Please extract every line of the records below and repeat each one unchanged.

----- Stored records -----

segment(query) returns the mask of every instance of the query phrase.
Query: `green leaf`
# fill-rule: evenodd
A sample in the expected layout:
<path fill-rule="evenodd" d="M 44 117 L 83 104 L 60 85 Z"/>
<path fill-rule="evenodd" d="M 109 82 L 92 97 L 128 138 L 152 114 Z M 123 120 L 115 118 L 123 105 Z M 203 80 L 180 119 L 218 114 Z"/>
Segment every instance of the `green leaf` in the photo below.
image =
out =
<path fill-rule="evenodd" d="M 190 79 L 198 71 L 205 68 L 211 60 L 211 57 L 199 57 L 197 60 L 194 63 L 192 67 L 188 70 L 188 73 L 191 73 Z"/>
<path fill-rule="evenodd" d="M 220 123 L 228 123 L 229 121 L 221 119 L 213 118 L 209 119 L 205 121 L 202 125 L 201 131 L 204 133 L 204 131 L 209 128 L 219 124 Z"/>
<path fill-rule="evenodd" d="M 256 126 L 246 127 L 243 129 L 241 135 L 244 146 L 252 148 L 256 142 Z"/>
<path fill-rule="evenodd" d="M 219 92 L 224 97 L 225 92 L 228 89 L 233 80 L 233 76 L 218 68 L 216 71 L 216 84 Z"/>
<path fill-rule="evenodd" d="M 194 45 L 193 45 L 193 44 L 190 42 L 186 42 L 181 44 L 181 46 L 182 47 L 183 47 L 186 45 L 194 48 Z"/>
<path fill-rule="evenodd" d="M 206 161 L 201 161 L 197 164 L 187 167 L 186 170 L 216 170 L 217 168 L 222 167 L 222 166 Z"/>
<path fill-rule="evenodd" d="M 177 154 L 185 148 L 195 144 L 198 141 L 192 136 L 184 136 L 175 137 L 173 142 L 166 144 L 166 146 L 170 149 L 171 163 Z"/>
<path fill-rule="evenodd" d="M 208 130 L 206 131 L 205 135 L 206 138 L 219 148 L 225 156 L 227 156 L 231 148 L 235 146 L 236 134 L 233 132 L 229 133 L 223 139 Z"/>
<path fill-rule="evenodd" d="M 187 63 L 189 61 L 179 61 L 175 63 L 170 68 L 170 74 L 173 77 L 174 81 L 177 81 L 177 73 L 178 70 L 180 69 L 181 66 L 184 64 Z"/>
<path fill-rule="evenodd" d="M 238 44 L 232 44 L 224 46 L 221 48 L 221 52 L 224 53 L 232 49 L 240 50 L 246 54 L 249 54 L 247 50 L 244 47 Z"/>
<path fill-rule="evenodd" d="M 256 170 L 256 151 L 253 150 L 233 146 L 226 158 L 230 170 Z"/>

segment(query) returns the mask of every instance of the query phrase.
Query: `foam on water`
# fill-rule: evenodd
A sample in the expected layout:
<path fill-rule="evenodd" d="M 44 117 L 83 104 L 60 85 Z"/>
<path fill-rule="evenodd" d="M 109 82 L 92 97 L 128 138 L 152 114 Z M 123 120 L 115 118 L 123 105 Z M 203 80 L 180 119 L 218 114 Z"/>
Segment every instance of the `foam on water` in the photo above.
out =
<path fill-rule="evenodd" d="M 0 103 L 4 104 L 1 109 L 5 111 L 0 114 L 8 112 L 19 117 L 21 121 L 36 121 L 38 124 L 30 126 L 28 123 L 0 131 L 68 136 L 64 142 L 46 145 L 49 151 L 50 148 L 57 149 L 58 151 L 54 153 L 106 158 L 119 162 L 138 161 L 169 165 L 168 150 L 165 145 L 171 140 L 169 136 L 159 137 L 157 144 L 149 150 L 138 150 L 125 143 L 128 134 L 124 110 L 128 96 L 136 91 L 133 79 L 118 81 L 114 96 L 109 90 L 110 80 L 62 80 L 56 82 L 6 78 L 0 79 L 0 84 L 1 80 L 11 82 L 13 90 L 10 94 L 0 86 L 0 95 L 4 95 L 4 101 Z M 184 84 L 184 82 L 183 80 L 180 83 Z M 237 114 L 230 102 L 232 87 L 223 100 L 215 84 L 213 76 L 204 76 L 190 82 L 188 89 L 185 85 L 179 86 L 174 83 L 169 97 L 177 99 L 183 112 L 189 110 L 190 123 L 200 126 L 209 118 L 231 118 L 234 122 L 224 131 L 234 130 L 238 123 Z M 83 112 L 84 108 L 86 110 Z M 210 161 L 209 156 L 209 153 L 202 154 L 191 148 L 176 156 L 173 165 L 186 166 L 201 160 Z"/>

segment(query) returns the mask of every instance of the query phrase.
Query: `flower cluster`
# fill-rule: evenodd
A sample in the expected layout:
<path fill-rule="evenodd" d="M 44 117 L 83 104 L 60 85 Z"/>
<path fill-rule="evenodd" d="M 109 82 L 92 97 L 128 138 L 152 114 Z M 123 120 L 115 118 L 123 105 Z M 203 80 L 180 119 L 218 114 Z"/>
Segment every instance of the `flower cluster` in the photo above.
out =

-----

• _Response to the task_:
segment(query) returns the mask of every instance of the query phrase.
Query: `green leaf`
# fill-rule: evenodd
A sample in the expected layout:
<path fill-rule="evenodd" d="M 44 117 L 83 104 L 60 85 Z"/>
<path fill-rule="evenodd" d="M 109 82 L 92 97 L 128 138 L 152 114 Z M 123 120 L 115 118 L 123 105 Z M 203 80 L 180 119 L 218 114 Z"/>
Segment every instance of the `green leaf` in the photo below.
image =
out =
<path fill-rule="evenodd" d="M 190 79 L 198 71 L 205 68 L 211 60 L 211 57 L 199 57 L 197 60 L 194 63 L 192 67 L 188 70 L 188 73 L 191 73 Z"/>
<path fill-rule="evenodd" d="M 220 123 L 228 123 L 229 121 L 221 119 L 213 118 L 209 119 L 205 121 L 202 125 L 201 131 L 204 133 L 204 131 L 209 128 L 219 124 Z"/>
<path fill-rule="evenodd" d="M 256 126 L 246 127 L 243 129 L 241 135 L 244 146 L 252 148 L 256 142 Z"/>
<path fill-rule="evenodd" d="M 219 92 L 224 97 L 225 92 L 228 89 L 233 80 L 233 76 L 218 68 L 216 71 L 216 84 Z"/>
<path fill-rule="evenodd" d="M 194 45 L 193 45 L 193 44 L 190 42 L 186 42 L 181 44 L 181 46 L 182 47 L 183 47 L 186 45 L 194 48 Z"/>
<path fill-rule="evenodd" d="M 206 161 L 201 161 L 197 164 L 187 167 L 186 170 L 216 170 L 217 168 L 222 167 L 222 166 Z"/>
<path fill-rule="evenodd" d="M 177 154 L 185 148 L 195 144 L 198 141 L 192 136 L 184 136 L 175 137 L 173 142 L 166 144 L 166 146 L 170 149 L 171 163 Z"/>
<path fill-rule="evenodd" d="M 208 130 L 206 131 L 205 135 L 206 138 L 219 148 L 225 156 L 227 156 L 231 148 L 235 146 L 236 134 L 233 132 L 229 133 L 223 139 Z"/>
<path fill-rule="evenodd" d="M 187 63 L 189 61 L 179 61 L 175 63 L 170 68 L 170 74 L 173 77 L 174 81 L 177 81 L 177 73 L 178 70 L 180 69 L 181 66 L 184 64 Z"/>
<path fill-rule="evenodd" d="M 238 44 L 232 44 L 224 46 L 221 48 L 221 52 L 224 53 L 232 49 L 240 50 L 246 54 L 249 54 L 247 50 L 244 47 Z"/>
<path fill-rule="evenodd" d="M 256 170 L 256 151 L 253 150 L 233 146 L 226 158 L 230 170 Z"/>

segment(query) returns the mask of every instance of the query phrase.
Query: `foam on water`
# fill-rule: evenodd
A sample in the expected layout:
<path fill-rule="evenodd" d="M 44 117 L 83 104 L 60 85 Z"/>
<path fill-rule="evenodd" d="M 109 82 L 92 97 L 128 138 L 152 114 Z M 123 120 L 115 118 L 123 105 Z M 203 80 L 180 119 L 218 114 Z"/>
Segment every instance of the `foam on water` in the photo above.
out =
<path fill-rule="evenodd" d="M 0 103 L 4 104 L 1 109 L 5 111 L 0 114 L 8 112 L 19 117 L 21 121 L 36 121 L 38 124 L 30 126 L 28 123 L 0 131 L 68 136 L 64 142 L 46 145 L 49 151 L 50 148 L 57 149 L 58 151 L 54 153 L 106 158 L 119 162 L 138 161 L 169 165 L 168 150 L 165 145 L 171 140 L 169 136 L 159 137 L 157 144 L 149 150 L 138 150 L 125 143 L 128 134 L 124 110 L 128 96 L 136 91 L 133 79 L 118 81 L 114 96 L 109 90 L 110 80 L 62 80 L 56 82 L 6 78 L 0 79 L 0 84 L 1 80 L 11 82 L 13 90 L 10 94 L 0 86 L 0 95 L 4 95 L 4 101 Z M 184 84 L 184 82 L 183 80 L 180 83 Z M 237 114 L 230 102 L 232 87 L 223 100 L 215 84 L 213 76 L 204 76 L 190 82 L 188 89 L 185 85 L 179 86 L 174 83 L 169 97 L 177 99 L 183 112 L 189 110 L 190 123 L 200 126 L 209 118 L 231 118 L 234 122 L 224 131 L 234 130 L 238 123 Z M 83 112 L 84 108 L 86 110 Z M 210 161 L 209 156 L 209 153 L 202 154 L 191 148 L 176 156 L 173 165 L 186 166 L 201 160 Z"/>

segment(query) returns the mask of every instance of the query phrase.
Query: `flower cluster`
# fill-rule: evenodd
A sample in the expected layout:
<path fill-rule="evenodd" d="M 44 117 L 83 104 L 60 85 Z"/>
<path fill-rule="evenodd" d="M 109 82 L 92 97 L 128 138 L 152 114 Z M 123 120 L 115 118 L 123 105 Z M 203 80 L 180 119 L 218 114 Z"/>
Segment every instance of the `flower cluster` in the photo above.
out =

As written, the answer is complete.